:: Schriftlicher Auftrag 1 ::
Gib den Abschnitt des Textes über Brasiliens Wirtschaft von „Kein Wunder: Die“ bis „für Rentenzahlungen draufgehen.“ aktualisiert wieder und ersetze dabei „Rentensystem“ durch „Sozialsystem“.

Inzwischen führt der 63-jährige Bolsonaro in den Umfragen mit 35 Prozent der Stimmen. Er konnte diesen Vorsprung in den letzten Tagen sogar noch ausbauen vor dem Zweitplatzierten, dem Ex-Bürgermeister und Bildungsminister Fernando Haddad von der linken Arbeiterpartei, der bei 22 Prozent in den Polls stagniert. Als diese Woche Gerüchte auftauchten, dass Bolsonaro sogar schon im ersten Wahldurchgang gewinnen könnte, war das für die Märkte das lange erwartete Startsignal: Sofort begannen die Investoren auf Brasilien zu setzen. Die Börse in São Paulo legte zeitweise um fast acht Prozent zu. Der Dollar verlor fünf Prozent gegen den Real. Vor allem auch ausländische Investoren kauften Aktien und Anleihen aus Brasilien. Dabei hält die Rating-Agentur Standard & Poor's Bolsonaro als Präsident für ein höheres Risiko für die Wirtschaft als Haddad. Bolsonaro sei ein politischer Outsider und könnte mehr Probleme haben, sein Wirtschaftsprogramm umzusetzen, heißt es bei S&P.

Doch diese Sorgen scheinen die Investoren nicht zu teilen. Für sie ist ausgemacht, dass Bolsonaro als Präsident die nötigen wirtschaftlichen Reformen vorantreiben wird.

Doch damit könnten sie falsch liegen. Denn Brasilien steuert auf eine schwere Finanzkrise zu. Das Nachbarland Argentinien macht vor, wie schnell ein Land derzeit umkippen kann. Argentinien ist in wenigen Monaten vom Star der Schwellenländer zum Bittsteller beim IWF abgestiegen. In Brasilien ist das Haushaltsdefizit mit 7,6 Prozent BIP sogar noch grösser als in Argentinien. „Es ist das größte Budgetdefizit weltweit“, warnen die Experten der Investmentbank JP Morgan. Die Staatsschulden bewegen sich auf 80 Prozent des BIP zu. Deswegen ist der Real seit März um ein Drittel zum US-Dollar abgesackt. Jeder Kandidat müsse schnell überzeugende Reformen vorweisen, wie er das Staatsdefizit senken will, so JP Morgan. „Die Märkte werden dem nächsten Präsidenten keinen Vertrauensvorschuss mehr geben.“

Kein Wunder: Die Wirtschaft treibt seit nun fast vier Jahren weitgehend führungslos vor sich hin. Nach einer dreijährigen Rezession stagniert die Wirtschaft bereits wieder. 13 Millionen Brasilianer sind arbeitslos. Doppelt so viele sind unterbeschäftigt. Die achtgrößte Ökonomie weltweit verliert zunehmend den Anschluss in der Weltwirtschaft. Seine Infrastruktur, das Bildungssystem verschlechtern sich rapide. Bei Themen wie Digitalisierung, Industrie 4.0, Big Data, Künstliche Intelligenz wird die Industrie des Landes hoffnungslos abgehängt. Der Staat ist extrem ineffizient. Das Rentensystem ist nicht mehr finanzierbar. In geschätzt fünf Jahren würde das gesamte Staatsbudget für Rentenzahlungen draufgehen.

:: Schriftlicher Auftrag 2 ::
Ordne die Zeilen der Datensätze von der Zeile mit „the **goose body**.“ bis zur Zeile mit „123 131 L 115“ als Markdown-Tabelle mit den Spalten „Nr“ für die Zeilennummer und „Zeile“ für die Zeile an und lass dabei Leerzeilen weg.

:: Inhalt der Datensätze ::

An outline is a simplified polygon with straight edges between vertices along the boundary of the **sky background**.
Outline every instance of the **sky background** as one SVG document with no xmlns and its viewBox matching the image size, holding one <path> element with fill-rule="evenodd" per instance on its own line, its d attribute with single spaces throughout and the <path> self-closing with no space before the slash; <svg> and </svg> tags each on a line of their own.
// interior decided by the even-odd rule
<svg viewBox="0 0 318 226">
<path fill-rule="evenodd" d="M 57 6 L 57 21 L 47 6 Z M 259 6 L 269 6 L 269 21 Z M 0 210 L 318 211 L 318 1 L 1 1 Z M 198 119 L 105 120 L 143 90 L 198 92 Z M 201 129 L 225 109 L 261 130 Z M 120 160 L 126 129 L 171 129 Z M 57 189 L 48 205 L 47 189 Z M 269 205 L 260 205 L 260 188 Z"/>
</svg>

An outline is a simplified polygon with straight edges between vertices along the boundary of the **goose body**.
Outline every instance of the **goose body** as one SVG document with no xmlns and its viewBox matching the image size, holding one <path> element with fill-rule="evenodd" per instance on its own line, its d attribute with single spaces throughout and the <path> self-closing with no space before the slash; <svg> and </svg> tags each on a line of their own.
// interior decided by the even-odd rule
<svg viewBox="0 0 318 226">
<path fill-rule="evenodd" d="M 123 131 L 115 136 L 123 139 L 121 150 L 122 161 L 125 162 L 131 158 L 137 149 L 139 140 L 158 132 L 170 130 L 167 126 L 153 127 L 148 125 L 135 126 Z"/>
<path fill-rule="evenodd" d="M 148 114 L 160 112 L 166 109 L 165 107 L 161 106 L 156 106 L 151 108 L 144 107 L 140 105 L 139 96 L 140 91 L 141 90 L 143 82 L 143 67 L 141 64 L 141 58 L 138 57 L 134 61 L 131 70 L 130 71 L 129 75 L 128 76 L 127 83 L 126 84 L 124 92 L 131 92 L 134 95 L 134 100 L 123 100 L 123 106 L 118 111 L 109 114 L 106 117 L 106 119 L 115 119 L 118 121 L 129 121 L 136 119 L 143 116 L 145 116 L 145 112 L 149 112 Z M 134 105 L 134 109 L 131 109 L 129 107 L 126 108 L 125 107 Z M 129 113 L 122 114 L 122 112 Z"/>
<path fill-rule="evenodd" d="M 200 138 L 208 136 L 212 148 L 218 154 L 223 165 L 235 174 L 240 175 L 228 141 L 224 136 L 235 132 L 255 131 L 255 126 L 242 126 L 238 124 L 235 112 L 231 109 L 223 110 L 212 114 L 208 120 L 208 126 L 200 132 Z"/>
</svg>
...
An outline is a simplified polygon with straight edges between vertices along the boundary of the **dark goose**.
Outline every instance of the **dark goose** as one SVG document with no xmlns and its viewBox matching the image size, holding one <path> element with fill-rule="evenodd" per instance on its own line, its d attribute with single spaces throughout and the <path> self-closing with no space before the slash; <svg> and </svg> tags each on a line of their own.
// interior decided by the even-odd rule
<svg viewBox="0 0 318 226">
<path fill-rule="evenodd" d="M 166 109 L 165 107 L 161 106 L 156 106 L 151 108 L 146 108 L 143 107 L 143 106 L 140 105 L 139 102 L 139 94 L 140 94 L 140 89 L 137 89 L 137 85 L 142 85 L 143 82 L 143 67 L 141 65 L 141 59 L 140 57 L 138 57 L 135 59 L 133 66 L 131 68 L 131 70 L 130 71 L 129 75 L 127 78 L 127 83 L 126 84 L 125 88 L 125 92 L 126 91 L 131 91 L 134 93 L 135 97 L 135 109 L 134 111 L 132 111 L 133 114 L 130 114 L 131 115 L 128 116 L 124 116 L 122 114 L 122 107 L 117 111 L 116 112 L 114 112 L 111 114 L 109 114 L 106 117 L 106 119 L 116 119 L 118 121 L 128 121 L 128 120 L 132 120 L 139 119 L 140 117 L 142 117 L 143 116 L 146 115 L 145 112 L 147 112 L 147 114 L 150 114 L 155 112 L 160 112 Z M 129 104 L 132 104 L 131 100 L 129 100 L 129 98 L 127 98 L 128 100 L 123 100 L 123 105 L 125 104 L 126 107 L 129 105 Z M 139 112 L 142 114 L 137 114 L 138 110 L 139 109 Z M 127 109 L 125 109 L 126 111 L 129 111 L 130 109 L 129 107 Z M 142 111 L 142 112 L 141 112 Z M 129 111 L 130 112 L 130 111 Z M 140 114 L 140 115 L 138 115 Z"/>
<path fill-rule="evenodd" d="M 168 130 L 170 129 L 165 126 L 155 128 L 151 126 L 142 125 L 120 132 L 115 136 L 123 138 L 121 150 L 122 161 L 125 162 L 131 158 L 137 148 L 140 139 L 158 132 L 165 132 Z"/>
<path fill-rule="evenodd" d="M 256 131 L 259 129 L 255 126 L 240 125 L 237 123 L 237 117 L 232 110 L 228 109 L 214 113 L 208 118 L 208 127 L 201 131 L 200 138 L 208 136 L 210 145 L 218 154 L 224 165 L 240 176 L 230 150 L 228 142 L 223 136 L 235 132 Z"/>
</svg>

:: Vollständige Ausgabe 1 ::
Kein Wunder: Die Wirtschaft treibt seit nun fast vier Jahren weitgehend führungslos vor sich hin. Nach einer dreijährigen Rezession stagniert die Wirtschaft bereits wieder. 13 Millionen Brasilianer sind arbeitslos. Doppelt so viele sind unterbeschäftigt. Die achtgrößte Ökonomie weltweit verliert zunehmend den Anschluss in der Weltwirtschaft. Seine Infrastruktur, das Bildungssystem verschlechtern sich rapide. Bei Themen wie Digitalisierung, Industrie 4.0, Big Data, Künstliche Intelligenz wird die Industrie des Landes hoffnungslos abgehängt. Der Staat ist extrem ineffizient. Das Sozialsystem ist nicht mehr finanzierbar. In geschätzt fünf Jahren würde das gesamte Staatsbudget für Rentenzahlungen draufgehen.

:: Vollständige Ausgabe 2 ::
| Nr | Zeile |
|---|---|
| 1 | An outline is a simplified polygon with straight edges between vertices along the boundary of the **goose body**. |
| 2 | Outline every instance of the **goose body** as one SVG document with no xmlns and its viewBox matching the image size, holding one <path> element with fill-rule="evenodd" per instance on its own line, its d attribute with single spaces throughout and the <path> self-closing with no space before the slash; <svg> and </svg> tags each on a line of their own. |
| 3 | // interior decided by the even-odd rule |
| 4 | <svg viewBox="0 0 318 226"> |
| 5 | <path fill-rule="evenodd" d="M 123 131 L 115 136 L 123 139 L 121 150 L 122 161 L 125 162 L 131 158 L 137 149 L 139 140 L 158 132 L 170 130 L 167 126 L 153 127 L 148 125 L 135 126 Z"/> |